Set exercise >> Set out every line of the rows below as a numbered list, skipping any blank lines.

[Entries from a pointing dataset]
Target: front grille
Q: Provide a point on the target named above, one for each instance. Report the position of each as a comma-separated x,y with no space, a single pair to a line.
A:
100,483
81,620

Finished answer >>
1. Target: front grille
2. Q: Provide a point on the target named above, one for each instance. Report the position of each as a comma-separated x,y with no space, a single pair to a line.
3. A:
4. 100,483
5. 81,620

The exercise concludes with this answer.